◆ **WHAT YOU HAVE TO DO**
In full and word for word, copy the records that follow.
--- RECORDS FOR PROCESSING Enclosed Below ---
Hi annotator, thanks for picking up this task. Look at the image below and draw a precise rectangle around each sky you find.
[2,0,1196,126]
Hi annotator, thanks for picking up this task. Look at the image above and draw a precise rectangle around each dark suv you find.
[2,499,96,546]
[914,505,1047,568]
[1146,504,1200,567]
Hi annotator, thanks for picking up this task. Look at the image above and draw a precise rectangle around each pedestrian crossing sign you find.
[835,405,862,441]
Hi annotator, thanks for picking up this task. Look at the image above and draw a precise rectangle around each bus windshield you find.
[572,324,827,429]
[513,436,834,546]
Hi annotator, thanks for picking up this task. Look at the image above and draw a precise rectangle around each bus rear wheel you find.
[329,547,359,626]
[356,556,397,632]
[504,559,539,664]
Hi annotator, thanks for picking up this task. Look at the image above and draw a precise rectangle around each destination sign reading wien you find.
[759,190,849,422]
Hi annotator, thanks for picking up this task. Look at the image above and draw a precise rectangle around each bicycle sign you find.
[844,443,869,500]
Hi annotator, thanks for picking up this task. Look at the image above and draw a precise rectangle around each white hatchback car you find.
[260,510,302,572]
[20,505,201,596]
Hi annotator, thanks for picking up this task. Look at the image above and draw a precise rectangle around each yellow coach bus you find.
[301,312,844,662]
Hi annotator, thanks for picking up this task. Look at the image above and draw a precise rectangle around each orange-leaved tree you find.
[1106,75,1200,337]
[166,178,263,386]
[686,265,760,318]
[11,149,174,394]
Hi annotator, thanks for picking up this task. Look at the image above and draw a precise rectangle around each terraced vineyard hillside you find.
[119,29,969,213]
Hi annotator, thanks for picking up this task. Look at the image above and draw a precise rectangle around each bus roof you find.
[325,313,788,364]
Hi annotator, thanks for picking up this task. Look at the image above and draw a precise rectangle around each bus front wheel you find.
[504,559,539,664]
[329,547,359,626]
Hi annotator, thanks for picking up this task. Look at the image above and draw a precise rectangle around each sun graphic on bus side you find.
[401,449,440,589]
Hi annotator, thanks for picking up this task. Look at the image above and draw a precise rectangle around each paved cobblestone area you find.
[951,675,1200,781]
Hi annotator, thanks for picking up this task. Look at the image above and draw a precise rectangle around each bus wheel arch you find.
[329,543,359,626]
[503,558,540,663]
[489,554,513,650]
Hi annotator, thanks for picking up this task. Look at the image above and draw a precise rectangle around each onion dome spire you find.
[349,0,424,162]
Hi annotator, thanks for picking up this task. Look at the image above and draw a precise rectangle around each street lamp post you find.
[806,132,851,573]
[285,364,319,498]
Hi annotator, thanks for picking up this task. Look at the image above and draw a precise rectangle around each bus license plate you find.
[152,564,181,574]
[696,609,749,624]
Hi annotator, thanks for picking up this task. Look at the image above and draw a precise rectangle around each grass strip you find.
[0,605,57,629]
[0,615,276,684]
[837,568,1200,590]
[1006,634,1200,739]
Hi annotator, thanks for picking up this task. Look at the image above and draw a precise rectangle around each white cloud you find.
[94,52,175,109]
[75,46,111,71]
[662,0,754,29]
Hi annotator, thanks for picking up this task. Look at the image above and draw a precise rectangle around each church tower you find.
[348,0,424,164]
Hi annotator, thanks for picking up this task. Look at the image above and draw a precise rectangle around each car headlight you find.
--- End of Enclosed RECORDS FOR PROCESSING ---
◆ **RESULT OF THIS EXERCISE**
Hi annotator, thanks for picking up this task. Look at the image below and draw a precise rectangle around each sky you find.
[2,0,1196,126]
Hi annotator, thanks for picking up this task. Look at the image above and draw a precise rectangle around each dark suv you find.
[2,499,96,546]
[914,505,1047,568]
[1146,504,1200,567]
Hi annotator, thanks for picking up this task. Look at the image above and draw a precise rectangle around each pedestrian crossing sign you find.
[835,405,862,441]
Hi annotator, thanks for picking up this task. Look at the image above and draw a precise rectangle around each bus windshield you find.
[572,324,827,429]
[513,436,834,546]
Hi annotator, thanks for picking up this task. Look at the image above and draw a precise rectangle around each bus rear wheel you find.
[329,547,359,626]
[356,556,397,632]
[504,559,539,664]
Hi annotator, thanks for picking up this task. Look at the image above and draw a precise rectangle around each destination sign reading wien you find.
[759,190,849,422]
Hi annotator, thanks for picking up this task. Look at the image above and draw a precise rectangle around each bicycle sign you find.
[844,443,869,500]
Hi annotator, thanks for picking up this task. Look at the image above and draw a precise rectangle around each white hatchback car you find.
[260,510,302,572]
[20,505,201,596]
Hi annotator, thanks for picking up this task. Look at the image above and draw a precise rectangle around each yellow coach bus you find.
[301,312,844,662]
Hi annotator, thanks for picking up this task. Look at the image above and draw a precise rectangle around each orange-leaved tree you find.
[1106,75,1200,337]
[166,178,263,386]
[686,265,760,318]
[11,149,174,394]
Hi annotator, thanks for picking up this task. Look at the image above and draw a precise rectangle around each terraced vineyard hillside you find.
[119,29,969,213]
Hi annotator, thanks for picking up this task. Look at the image above and draw a precise rectangle around each bus roof you find.
[325,313,788,364]
Hi annotator, thanks for picking up this task. Look at the image above and draw a precise rectangle around each bus front wheel you find.
[504,559,539,664]
[329,547,359,626]
Hi annotator, thanks for picking up this task. Look at the image above and draw a precise rectangle around each sun graphic on bus side you find.
[401,449,440,589]
Hi annotator, thanks for picking up this task. Look at the image above and draw a precise rectangle around each paved cobblestone area you find.
[951,675,1200,781]
Hi annotator, thanks for picking up this task. Look at the image above and draw a precise rectangle around each bus wheel arch you find.
[329,543,359,626]
[503,558,540,663]
[489,554,513,650]
Hi annotator, thanks for picking up this task. Look at the image above and draw a precise rectangle around each onion dome spire you find.
[349,0,424,162]
Hi annotator, thanks for picking up this task. Look at the image above and draw a precise rectangle around each street lamp post you find.
[806,132,851,573]
[285,364,319,498]
Hi annotator, thanks for picking up this task. Look at the image above and draw a precise rectangle around each bus license plate you find.
[152,564,181,574]
[696,609,749,624]
Hi annotator, thanks for picking up this task. Look at the image above and draw a precise rectangle around each grass strip you find.
[0,605,57,629]
[0,615,276,684]
[837,568,1200,590]
[1006,634,1200,739]
Hi annotator, thanks for picking up this task. Look at the image above and draw a precise rectangle around each white cloud you find.
[94,52,175,109]
[75,46,111,71]
[662,0,754,29]
Hi annotator, thanks for picking up this task. Look at the image above and draw a precise rectangle around each church tower you find.
[348,0,424,164]
Hi annotator, thanks for picking up this task. Look at the image above and draw a precise rectangle around each car headlight you find.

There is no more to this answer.